• **Exercise requirements**
Please reproduce the items below, starting at the line containing "For this dataset, tag each instance of the propeller" and ending at the line containing "[[977, 502]]", with their text unchanged except that every coordinate in the answers is offset by 33.

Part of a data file
________________________________________
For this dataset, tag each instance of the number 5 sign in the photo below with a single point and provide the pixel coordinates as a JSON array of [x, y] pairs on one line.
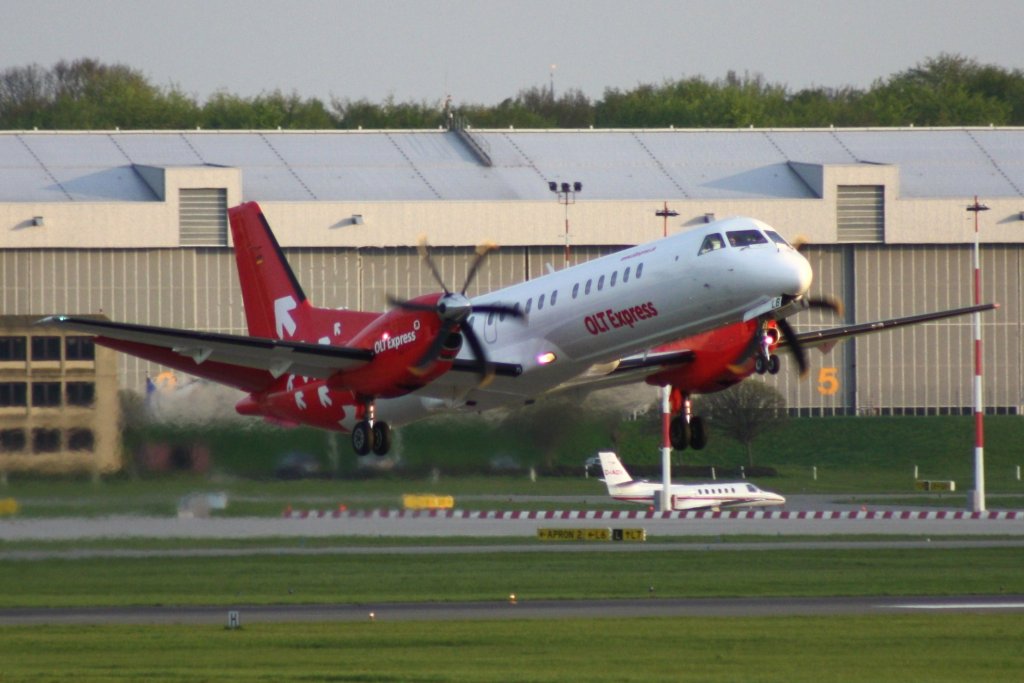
[[827, 381]]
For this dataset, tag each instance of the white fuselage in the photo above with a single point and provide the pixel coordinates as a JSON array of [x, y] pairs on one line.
[[613, 306], [696, 497]]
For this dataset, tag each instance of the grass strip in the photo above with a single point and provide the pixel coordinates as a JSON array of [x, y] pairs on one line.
[[481, 575], [932, 647]]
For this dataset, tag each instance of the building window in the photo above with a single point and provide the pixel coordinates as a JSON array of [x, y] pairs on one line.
[[860, 213], [80, 393], [45, 440], [203, 216], [80, 439], [80, 348], [12, 348], [45, 393], [13, 394], [12, 440], [46, 348]]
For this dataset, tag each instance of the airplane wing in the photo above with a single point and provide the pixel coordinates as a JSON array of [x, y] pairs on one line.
[[826, 339], [236, 359]]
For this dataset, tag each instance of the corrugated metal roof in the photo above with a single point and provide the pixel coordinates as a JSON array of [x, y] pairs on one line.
[[436, 165]]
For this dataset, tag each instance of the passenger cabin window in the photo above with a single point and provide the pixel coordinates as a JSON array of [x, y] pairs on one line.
[[713, 242], [745, 238]]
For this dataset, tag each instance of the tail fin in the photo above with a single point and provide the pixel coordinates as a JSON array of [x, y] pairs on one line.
[[273, 299], [614, 473]]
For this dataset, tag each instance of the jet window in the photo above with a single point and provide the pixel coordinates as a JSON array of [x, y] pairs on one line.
[[745, 238], [713, 242]]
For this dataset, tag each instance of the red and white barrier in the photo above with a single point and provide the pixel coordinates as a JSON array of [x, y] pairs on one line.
[[547, 515]]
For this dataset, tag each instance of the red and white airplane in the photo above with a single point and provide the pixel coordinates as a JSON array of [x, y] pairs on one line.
[[714, 495], [361, 372], [718, 358]]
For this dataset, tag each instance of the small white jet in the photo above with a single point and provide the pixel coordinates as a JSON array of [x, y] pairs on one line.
[[715, 495]]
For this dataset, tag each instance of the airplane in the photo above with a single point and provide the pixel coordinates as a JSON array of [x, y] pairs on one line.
[[364, 372], [719, 358], [715, 495]]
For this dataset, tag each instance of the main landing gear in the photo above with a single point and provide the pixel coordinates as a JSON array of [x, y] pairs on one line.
[[686, 429], [371, 434]]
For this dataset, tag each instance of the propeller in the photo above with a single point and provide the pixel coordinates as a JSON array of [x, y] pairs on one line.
[[787, 333], [454, 308]]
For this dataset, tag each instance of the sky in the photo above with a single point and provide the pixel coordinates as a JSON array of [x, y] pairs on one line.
[[485, 51]]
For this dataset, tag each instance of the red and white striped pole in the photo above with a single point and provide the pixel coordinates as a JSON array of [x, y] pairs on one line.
[[977, 502]]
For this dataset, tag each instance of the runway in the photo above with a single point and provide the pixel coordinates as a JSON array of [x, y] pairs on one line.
[[521, 609], [395, 523]]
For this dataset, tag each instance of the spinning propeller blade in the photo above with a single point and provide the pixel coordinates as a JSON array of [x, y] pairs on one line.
[[454, 310]]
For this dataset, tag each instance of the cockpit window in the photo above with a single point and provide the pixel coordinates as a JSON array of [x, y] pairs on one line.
[[712, 243], [745, 238]]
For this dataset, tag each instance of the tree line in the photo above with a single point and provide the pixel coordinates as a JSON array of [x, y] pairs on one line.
[[946, 90]]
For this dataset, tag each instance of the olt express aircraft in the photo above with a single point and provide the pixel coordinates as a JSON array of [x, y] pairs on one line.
[[361, 372], [715, 495], [718, 358]]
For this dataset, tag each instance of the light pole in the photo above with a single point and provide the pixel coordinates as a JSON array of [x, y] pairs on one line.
[[977, 501], [665, 213], [566, 195]]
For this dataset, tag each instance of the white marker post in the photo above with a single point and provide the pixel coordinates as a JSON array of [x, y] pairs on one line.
[[666, 446], [977, 499]]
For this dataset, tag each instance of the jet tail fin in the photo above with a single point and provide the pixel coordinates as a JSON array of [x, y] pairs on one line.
[[273, 300], [614, 473]]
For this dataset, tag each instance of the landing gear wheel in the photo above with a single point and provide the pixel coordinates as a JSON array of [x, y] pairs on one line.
[[698, 434], [382, 437], [363, 438], [679, 433]]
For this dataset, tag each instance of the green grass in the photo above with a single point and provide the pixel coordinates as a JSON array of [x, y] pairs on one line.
[[482, 575], [962, 647]]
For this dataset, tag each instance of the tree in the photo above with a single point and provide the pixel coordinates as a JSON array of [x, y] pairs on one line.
[[744, 412]]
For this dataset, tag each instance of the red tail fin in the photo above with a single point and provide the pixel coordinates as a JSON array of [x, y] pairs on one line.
[[273, 299]]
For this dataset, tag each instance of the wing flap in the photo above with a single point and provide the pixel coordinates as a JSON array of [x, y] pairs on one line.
[[826, 339]]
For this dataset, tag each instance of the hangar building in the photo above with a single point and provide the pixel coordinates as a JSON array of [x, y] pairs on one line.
[[132, 225]]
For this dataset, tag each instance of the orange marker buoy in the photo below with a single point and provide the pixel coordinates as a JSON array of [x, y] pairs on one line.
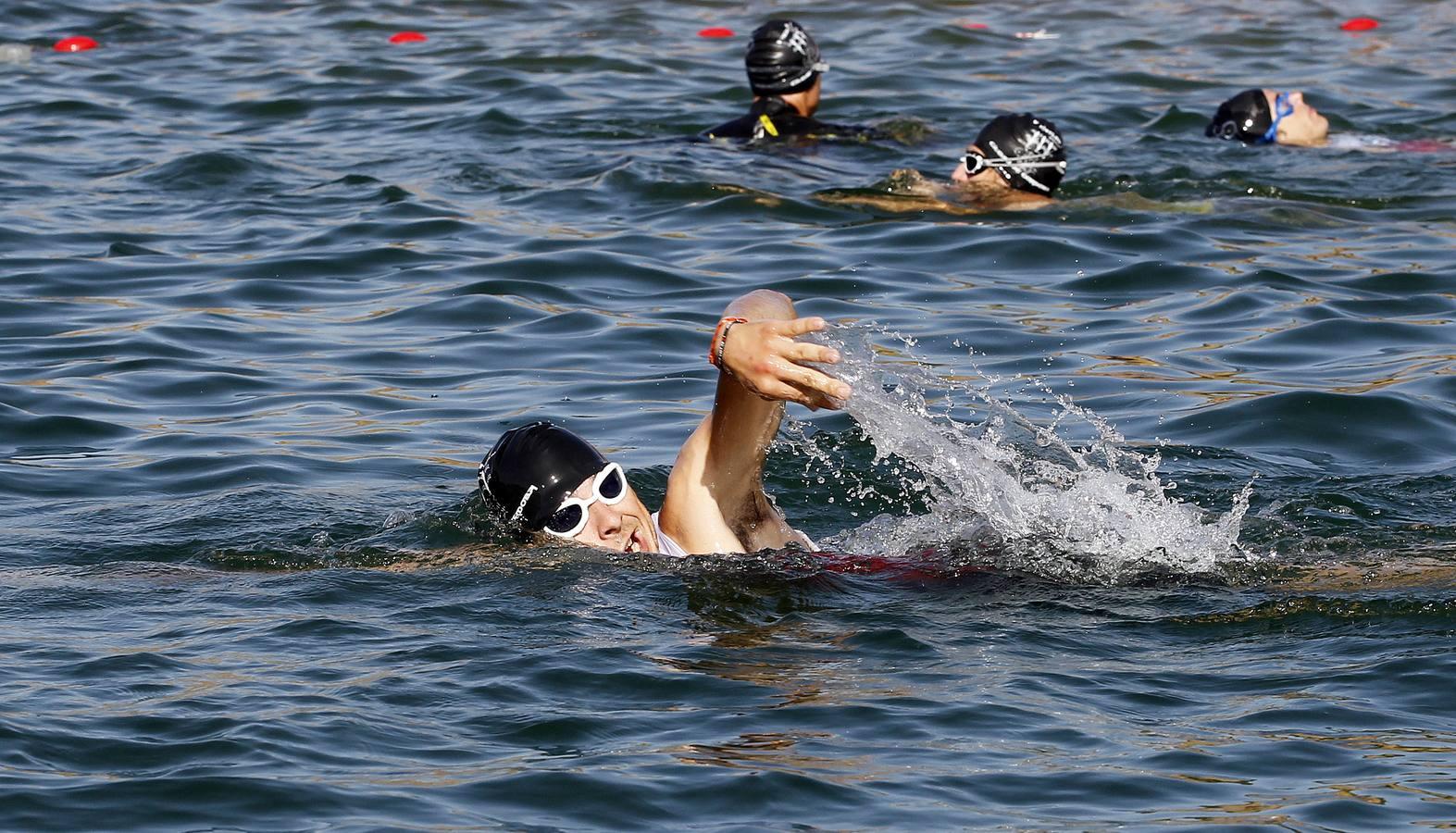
________________________________________
• **Answer for this exercise**
For this dataset, tag each instance of the propeller in the photo above with a single point and provide the pixel coordinates as a JSON array of [x, y] pairs on one line.
[[820, 366], [487, 341]]
For this dataset, tag each instance of the sky in the photo above with a single point and provide the pixel coordinates as a JSON array of [x, y] pairs on one line.
[[518, 84]]
For this dataset, tag each instance of the red and white striped pole in the photo above with a single point and provide the pixel coordinates as a JSON array of [x, y] pairs on one line.
[[1010, 535]]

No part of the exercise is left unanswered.